> **PROBLÈME**
Citez le passage du texte sur Hicham Berrada compris entre « Dans son atelier » et « et la chimie. », ces deux bornes incluses.

━━ TEXTE FOURNI ━━

Hicham Berrada, l’artiste à la carrière fulgurante, nous transporte dans des mondes poétiques et mouvants, qui nécessitent maturation.

Dans son atelier situé dans le centre de Roubaix, Hicham Berrada m’accueille de sa voix douce, à la fois hésitante et assurée. L’ancien atelier de peintre est depuis peu investi par les expérimentations scientifiques de l’artiste marocain né en 1986 à Casablanca et installé en France depuis ses études artistiques. En quelques années il a réussi à se faire un nom dans l’hexagone et dans le monde entier. Ses œuvres sont atypiques, qu’elles prennent la forme d’une projection vidéo, d’une performance, d’un aquarium ou de sculptures en 3d. L’artiste transforme la matière, crée des paysages irréels à partir de ce qu’il y a de plus concret, la physique et la chimie.

━━━
━━ DONNÉES AFFICHÉES ━━

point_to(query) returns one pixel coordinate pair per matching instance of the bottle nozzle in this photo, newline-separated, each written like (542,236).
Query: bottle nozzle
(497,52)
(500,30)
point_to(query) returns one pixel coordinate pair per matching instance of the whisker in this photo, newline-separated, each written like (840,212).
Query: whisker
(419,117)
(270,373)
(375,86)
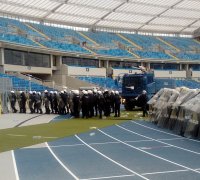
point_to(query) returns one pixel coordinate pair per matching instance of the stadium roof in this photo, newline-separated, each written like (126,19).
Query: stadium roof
(164,16)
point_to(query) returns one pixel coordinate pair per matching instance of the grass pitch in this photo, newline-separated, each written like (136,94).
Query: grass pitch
(18,137)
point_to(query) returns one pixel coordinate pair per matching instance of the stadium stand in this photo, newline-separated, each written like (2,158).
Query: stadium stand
(64,46)
(17,39)
(114,52)
(106,39)
(182,43)
(62,34)
(107,83)
(22,84)
(150,54)
(188,56)
(147,42)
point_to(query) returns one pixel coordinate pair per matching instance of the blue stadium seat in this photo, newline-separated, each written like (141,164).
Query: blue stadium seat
(150,54)
(64,47)
(22,84)
(101,82)
(114,52)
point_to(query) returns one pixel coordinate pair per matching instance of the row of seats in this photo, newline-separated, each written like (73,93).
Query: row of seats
(56,33)
(63,46)
(17,39)
(173,83)
(22,84)
(5,22)
(182,43)
(107,82)
(106,39)
(188,56)
(150,54)
(114,52)
(148,43)
(188,83)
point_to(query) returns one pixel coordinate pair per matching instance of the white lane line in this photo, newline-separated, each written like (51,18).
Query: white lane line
(109,177)
(163,131)
(18,135)
(15,165)
(154,147)
(61,163)
(105,143)
(131,175)
(113,161)
(146,152)
(184,149)
(166,172)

━━━

> **RÉPONSE**
Dans son atelier situé dans le centre de Roubaix, Hicham Berrada m’accueille de sa voix douce, à la fois hésitante et assurée. L’ancien atelier de peintre est depuis peu investi par les expérimentations scientifiques de l’artiste marocain né en 1986 à Casablanca et installé en France depuis ses études artistiques. En quelques années il a réussi à se faire un nom dans l’hexagone et dans le monde entier. Ses œuvres sont atypiques, qu’elles prennent la forme d’une projection vidéo, d’une performance, d’un aquarium ou de sculptures en 3d. L’artiste transforme la matière, crée des paysages irréels à partir de ce qu’il y a de plus concret, la physique et la chimie.